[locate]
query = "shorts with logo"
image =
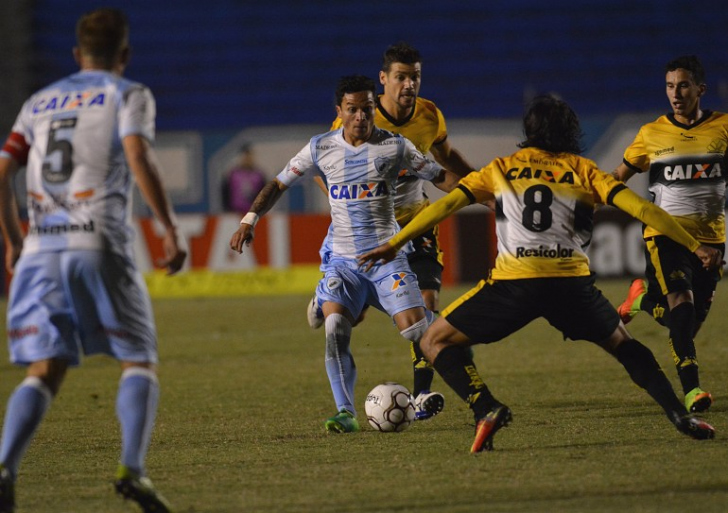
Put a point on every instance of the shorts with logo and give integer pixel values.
(391, 287)
(671, 267)
(495, 309)
(63, 304)
(426, 260)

+++++

GIVEN REQUEST: Copy out every line of the records above word for word, leaving out the pictures.

SOLUTION FOR THIS EXERCISE:
[locate]
query = "shorts with logo"
image =
Put a point on every instance of the shorts with logo and give integer pixel values.
(391, 287)
(671, 267)
(495, 309)
(63, 304)
(426, 260)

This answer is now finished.